Source material below:
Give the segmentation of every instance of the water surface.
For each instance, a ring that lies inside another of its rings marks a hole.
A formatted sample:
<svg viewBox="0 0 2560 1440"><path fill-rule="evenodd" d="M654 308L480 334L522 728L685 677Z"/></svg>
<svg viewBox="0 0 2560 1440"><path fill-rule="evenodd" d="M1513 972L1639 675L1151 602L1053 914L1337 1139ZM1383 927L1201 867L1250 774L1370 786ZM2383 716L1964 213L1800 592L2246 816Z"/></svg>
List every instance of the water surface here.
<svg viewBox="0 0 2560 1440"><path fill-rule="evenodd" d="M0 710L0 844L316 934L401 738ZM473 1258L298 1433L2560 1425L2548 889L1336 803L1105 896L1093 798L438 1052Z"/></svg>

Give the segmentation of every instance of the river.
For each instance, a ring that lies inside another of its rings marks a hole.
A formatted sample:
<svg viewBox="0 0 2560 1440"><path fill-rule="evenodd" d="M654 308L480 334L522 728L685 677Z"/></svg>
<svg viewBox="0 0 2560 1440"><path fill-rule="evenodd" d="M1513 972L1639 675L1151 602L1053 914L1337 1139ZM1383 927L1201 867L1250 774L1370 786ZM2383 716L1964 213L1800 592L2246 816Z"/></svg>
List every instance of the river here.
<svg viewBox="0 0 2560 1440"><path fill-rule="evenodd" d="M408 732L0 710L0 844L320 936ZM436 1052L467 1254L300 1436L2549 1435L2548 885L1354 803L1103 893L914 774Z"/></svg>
End of Source material.
--- Exercise goal ---
All the records above need to be output exactly, with none omitted.

--- Problem solution ---
Give the segmentation of every instance of the water surface.
For each instance, a ring that lies inside another of its rings marks a hole.
A formatted sample:
<svg viewBox="0 0 2560 1440"><path fill-rule="evenodd" d="M654 308L480 334L522 728L685 677Z"/></svg>
<svg viewBox="0 0 2560 1440"><path fill-rule="evenodd" d="M1513 972L1639 675L1151 602L1053 914L1337 1139ZM1383 927L1201 867L1250 774L1370 786ZM2383 716L1964 213L1800 592L2246 816Z"/></svg>
List every instance of the water surface here.
<svg viewBox="0 0 2560 1440"><path fill-rule="evenodd" d="M0 710L0 844L316 934L401 738ZM473 1258L298 1433L2560 1425L2548 889L1336 803L1105 896L1093 798L438 1052Z"/></svg>

Give the segmentation of every instance of the river.
For each instance, a ring that lies inside another of its rings marks a hole.
A formatted sample:
<svg viewBox="0 0 2560 1440"><path fill-rule="evenodd" d="M654 308L480 334L522 728L685 677Z"/></svg>
<svg viewBox="0 0 2560 1440"><path fill-rule="evenodd" d="M1513 972L1639 675L1151 602L1053 914L1337 1139ZM1383 927L1201 867L1250 774L1370 786ZM2383 716L1964 213L1800 592L2246 816Z"/></svg>
List every instance of the river here.
<svg viewBox="0 0 2560 1440"><path fill-rule="evenodd" d="M408 732L0 710L0 844L320 936ZM436 1052L467 1254L300 1436L2549 1435L2548 885L1354 803L1103 893L914 774Z"/></svg>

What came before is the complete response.